> Required task: Rewrite the records as a numbered list, from their first line through the line containing "point(298, 280)", both ends included. Omit any blank lines.

> Information provided:
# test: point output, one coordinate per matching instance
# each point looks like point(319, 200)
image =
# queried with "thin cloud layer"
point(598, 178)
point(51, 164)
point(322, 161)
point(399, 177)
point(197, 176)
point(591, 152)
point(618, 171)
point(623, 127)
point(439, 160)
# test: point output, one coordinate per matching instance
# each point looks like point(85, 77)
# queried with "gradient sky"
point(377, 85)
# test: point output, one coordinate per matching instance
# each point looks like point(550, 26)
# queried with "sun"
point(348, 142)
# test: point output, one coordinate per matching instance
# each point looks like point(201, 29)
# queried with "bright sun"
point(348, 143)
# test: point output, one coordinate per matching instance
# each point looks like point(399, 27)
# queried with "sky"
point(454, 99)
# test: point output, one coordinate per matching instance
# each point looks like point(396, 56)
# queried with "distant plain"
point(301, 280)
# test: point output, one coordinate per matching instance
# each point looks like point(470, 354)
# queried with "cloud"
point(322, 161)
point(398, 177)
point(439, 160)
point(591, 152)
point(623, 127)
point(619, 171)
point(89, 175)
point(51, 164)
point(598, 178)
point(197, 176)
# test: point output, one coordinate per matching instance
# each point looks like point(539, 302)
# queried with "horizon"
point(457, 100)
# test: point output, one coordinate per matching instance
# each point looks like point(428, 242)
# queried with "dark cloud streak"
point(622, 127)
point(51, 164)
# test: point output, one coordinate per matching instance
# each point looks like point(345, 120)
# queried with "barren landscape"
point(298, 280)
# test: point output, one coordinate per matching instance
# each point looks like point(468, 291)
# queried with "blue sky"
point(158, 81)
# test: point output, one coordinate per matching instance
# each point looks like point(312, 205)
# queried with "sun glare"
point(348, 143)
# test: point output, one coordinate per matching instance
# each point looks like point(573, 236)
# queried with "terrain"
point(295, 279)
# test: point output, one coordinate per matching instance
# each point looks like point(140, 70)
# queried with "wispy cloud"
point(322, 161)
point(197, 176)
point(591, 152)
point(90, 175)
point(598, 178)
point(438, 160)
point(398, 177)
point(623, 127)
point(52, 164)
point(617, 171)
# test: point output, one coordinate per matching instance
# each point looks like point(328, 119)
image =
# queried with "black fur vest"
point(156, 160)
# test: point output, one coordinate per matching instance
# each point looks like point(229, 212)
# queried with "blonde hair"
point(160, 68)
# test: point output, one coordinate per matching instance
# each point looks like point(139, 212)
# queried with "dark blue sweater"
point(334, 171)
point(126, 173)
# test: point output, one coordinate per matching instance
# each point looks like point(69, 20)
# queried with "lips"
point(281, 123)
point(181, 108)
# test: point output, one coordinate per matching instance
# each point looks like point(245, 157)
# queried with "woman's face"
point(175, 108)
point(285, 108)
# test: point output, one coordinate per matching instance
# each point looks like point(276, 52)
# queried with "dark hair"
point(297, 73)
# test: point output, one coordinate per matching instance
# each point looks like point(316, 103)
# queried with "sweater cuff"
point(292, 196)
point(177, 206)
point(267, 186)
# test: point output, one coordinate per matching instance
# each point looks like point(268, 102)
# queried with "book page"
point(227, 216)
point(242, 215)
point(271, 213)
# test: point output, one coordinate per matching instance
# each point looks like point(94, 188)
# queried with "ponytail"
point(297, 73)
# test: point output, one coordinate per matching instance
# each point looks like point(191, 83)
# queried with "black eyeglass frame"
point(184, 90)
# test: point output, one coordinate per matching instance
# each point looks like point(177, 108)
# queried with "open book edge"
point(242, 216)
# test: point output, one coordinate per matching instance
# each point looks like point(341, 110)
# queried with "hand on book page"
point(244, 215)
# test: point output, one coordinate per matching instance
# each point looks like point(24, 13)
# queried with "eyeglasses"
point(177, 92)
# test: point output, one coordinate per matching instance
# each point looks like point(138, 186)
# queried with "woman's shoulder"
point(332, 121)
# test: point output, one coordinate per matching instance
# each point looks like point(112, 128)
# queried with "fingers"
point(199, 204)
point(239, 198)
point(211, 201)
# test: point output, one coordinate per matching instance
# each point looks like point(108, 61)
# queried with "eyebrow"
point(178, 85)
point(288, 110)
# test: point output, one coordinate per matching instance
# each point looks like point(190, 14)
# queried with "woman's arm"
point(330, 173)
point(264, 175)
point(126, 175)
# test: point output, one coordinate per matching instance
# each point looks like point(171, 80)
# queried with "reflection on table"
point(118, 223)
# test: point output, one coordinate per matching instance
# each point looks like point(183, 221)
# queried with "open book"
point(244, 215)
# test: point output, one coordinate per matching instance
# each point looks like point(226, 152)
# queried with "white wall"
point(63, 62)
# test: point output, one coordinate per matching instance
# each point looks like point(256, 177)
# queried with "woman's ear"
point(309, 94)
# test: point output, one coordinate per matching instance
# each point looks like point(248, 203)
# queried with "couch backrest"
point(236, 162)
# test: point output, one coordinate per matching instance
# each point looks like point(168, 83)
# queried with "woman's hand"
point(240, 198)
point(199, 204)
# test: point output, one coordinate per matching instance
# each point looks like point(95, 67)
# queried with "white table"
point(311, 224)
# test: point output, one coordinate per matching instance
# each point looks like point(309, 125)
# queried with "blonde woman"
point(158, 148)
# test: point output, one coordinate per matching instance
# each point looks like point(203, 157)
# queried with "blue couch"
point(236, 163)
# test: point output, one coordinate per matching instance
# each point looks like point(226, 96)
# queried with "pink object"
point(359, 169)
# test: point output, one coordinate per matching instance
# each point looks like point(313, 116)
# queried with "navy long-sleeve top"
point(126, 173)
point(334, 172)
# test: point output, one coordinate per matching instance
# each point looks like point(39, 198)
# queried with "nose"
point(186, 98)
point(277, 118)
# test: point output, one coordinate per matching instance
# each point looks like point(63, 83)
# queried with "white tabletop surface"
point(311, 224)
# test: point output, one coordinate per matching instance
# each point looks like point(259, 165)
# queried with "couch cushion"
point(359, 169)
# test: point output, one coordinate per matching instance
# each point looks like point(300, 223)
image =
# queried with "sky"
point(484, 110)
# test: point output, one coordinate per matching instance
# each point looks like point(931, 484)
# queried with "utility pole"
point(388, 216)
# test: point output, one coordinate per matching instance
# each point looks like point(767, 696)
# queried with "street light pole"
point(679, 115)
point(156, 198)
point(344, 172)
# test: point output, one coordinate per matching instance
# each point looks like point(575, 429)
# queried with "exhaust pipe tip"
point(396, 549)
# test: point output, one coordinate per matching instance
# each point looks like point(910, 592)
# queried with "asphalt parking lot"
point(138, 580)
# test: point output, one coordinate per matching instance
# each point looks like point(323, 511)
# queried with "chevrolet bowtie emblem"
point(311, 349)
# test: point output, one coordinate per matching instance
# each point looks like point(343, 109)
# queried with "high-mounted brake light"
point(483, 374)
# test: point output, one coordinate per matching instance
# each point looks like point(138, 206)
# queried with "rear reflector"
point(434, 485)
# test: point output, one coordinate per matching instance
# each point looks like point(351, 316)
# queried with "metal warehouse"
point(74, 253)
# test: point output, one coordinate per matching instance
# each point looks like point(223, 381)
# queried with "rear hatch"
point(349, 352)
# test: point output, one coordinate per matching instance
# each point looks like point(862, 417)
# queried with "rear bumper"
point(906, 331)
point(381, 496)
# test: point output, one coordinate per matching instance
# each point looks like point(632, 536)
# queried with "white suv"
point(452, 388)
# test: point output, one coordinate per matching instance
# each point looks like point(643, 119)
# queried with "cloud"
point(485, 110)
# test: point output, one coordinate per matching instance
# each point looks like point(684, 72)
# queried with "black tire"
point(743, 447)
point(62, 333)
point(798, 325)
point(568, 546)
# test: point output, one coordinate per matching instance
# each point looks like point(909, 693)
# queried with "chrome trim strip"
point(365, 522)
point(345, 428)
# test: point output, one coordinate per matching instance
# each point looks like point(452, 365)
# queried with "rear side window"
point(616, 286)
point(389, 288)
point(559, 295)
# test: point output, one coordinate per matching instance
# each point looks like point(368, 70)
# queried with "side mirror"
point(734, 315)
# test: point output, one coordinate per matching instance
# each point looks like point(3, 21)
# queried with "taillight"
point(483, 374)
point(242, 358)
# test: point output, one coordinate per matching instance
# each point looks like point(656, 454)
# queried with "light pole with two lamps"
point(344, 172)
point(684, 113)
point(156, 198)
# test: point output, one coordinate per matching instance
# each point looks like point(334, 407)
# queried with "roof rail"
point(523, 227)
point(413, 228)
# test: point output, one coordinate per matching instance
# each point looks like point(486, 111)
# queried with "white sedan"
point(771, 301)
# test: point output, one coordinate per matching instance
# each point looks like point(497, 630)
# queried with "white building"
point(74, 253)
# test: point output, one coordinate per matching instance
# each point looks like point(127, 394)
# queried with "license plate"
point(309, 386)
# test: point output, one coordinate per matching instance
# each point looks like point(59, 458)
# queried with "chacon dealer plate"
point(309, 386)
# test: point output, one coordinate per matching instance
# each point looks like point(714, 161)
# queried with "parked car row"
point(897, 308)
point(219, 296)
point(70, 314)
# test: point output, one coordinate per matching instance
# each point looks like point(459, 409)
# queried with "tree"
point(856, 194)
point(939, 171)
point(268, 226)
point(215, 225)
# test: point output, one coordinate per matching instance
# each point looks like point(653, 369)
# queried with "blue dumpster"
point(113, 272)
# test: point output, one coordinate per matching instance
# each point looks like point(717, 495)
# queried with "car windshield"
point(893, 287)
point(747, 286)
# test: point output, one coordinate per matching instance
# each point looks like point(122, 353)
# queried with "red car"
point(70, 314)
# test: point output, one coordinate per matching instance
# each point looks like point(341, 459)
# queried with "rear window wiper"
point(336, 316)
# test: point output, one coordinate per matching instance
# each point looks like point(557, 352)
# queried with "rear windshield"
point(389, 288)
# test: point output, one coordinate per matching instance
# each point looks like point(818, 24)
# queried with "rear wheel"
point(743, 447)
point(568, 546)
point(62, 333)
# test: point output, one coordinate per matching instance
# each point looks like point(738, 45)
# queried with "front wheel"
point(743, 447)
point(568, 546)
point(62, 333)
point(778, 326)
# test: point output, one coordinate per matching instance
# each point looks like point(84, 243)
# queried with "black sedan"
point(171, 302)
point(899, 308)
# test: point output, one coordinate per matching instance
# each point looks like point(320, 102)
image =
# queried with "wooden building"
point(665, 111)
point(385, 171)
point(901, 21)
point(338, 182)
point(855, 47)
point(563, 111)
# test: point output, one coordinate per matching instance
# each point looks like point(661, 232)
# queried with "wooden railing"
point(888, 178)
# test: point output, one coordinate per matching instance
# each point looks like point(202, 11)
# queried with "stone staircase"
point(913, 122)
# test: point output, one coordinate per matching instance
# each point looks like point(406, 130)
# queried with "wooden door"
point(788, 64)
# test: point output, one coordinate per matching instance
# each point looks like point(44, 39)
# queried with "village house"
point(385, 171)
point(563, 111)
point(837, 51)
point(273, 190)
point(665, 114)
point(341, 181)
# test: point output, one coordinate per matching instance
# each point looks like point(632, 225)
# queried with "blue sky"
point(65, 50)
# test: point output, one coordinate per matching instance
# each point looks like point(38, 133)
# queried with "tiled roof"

> Worked answer:
1. # test: point output, one coordinate per matching instance
2. # each point looks like point(319, 200)
3. image =
4. # queried with "thin cloud layer"
5. point(598, 178)
6. point(51, 164)
7. point(322, 161)
8. point(399, 177)
9. point(197, 176)
10. point(591, 152)
11. point(618, 171)
12. point(623, 127)
13. point(439, 160)
14. # test: point output, one coordinate per matching instance
15. # each point looks like point(85, 77)
16. # queried with "gradient sky"
17. point(377, 85)
18. # test: point output, one coordinate per matching instance
19. # each point looks like point(550, 26)
20. # queried with "sun"
21. point(348, 142)
22. # test: point output, one coordinate per matching instance
23. # each point looks like point(201, 29)
24. # queried with "bright sun"
25. point(348, 143)
26. # test: point output, one coordinate per matching instance
27. # each point looks like point(399, 27)
28. # queried with "sky"
29. point(454, 99)
30. # test: point output, one coordinate per matching instance
31. # each point looks like point(396, 56)
32. # queried with "distant plain"
33. point(301, 280)
34. # test: point output, one coordinate per matching instance
35. # each point looks like point(470, 354)
36. # queried with "cloud"
37. point(322, 161)
38. point(398, 177)
39. point(439, 160)
40. point(591, 152)
41. point(623, 127)
42. point(619, 171)
43. point(89, 175)
44. point(51, 164)
45. point(598, 178)
46. point(197, 176)
47. # test: point output, one coordinate per matching instance
48. # each point looks like point(539, 302)
49. # queried with "horizon"
50. point(457, 100)
51. # test: point output, one coordinate per matching instance
52. # each point looks like point(428, 242)
53. # queried with "dark cloud streak"
54. point(622, 127)
55. point(51, 164)
56. # test: point output, one coordinate per matching instance
57. # each point looks like point(345, 120)
58. # queried with "barren landscape"
59. point(298, 280)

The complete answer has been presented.